**EXCERPT PROVIDED**
I think there's A LOT that needs to be added to many scriptwriting MAs out there and those elements are not just related to "which modules?" so much as actual content, but I'm sure you have strong feelings about universities "teaching" scriptwriting...?

Faustus said...

You can't teach writing. But you can teach those who write how to write better.

Some of the courses on offer are excellent, particularly those taught by writers. Some of them, however, take people without even reading anything they've written. The students are then given a kind of fabricated, ersatz 'how to structure a script' course that means almost nothing.

Among those in the industry, however, there is a growing belief that writing is just a skill-set that can be imparted if only you know which cog attaches to which lever. A ten point plan, a five point analytical chart, a three point gag-indicator and a seven point guide to characterisation will do the job. All you have to do then is watch American TV for ideas.

Little surprise that writers are regarded as the lowest life-form in the great pond of TV drama. The codified charter for writers is a welcome attempt to create a semblance of respect for writing. But you could dispense with it, point by point to the last sub-paragraph if that respect simply existed.

Anonymous said...

One of the biggest problems at the moment for writers teaching on writing courses is what to tell these aspiring writers about what life might be like for them. I do occasional bits of teaching. It gets me out of the house and I actually love talking to enthusiastic optimistic, hopeful people, keen to hear what a, ahem, real working writer, has to say. It reminds me that I was full of that same optimism. (and still am deep down though I don't quite know how. No one can stop me writing I guess, they can just stop paying me) I of course don't teach on an accademy course, how could I do that? Studying writing is about finding what drives you, finding your own voice, your particular way of looking at the world, illuminating the obvious, that wasn't as obvious as you thought it was. Students should be experimenting, letting their minds run away with them, finding that they hate writing bloody treatments and want to go straight for the script to see what happens, or finding that they love treatments and want to know exactly where they're going before they even start their script. You talk to every talented writer and they will all work in different ways. I'm fascinated by that and the little rituals we all have.

We want to pass on our enthusiasm and love of the craft, want to make our students believe that if they're good at what they do, if they have the character and stamina not to give up, then, with a bit of luck thrown in, they've a real chance to work.

I'm not sure it's true any more, but of course I don't tell them that. Because what serves them best is to have any talent they have nurtured and they may have a future after all because, it can't go on like this for much longer.

**PROVIDED INFORMATION**
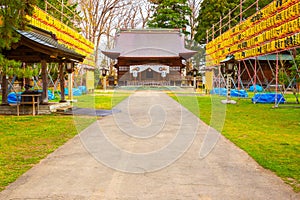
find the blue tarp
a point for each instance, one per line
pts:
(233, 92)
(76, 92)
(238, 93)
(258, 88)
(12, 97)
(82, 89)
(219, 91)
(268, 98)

**PROBLEM DETAILS**
Set down, word for word, the part of the excerpt about teaching scriptwriting that opens with the words containing "Little surprise that" and closes with "respect simply existed.". Draw only on the excerpt about teaching scriptwriting, not on the material.

**FULL RESPONSE**
Little surprise that writers are regarded as the lowest life-form in the great pond of TV drama. The codified charter for writers is a welcome attempt to create a semblance of respect for writing. But you could dispense with it, point by point to the last sub-paragraph if that respect simply existed.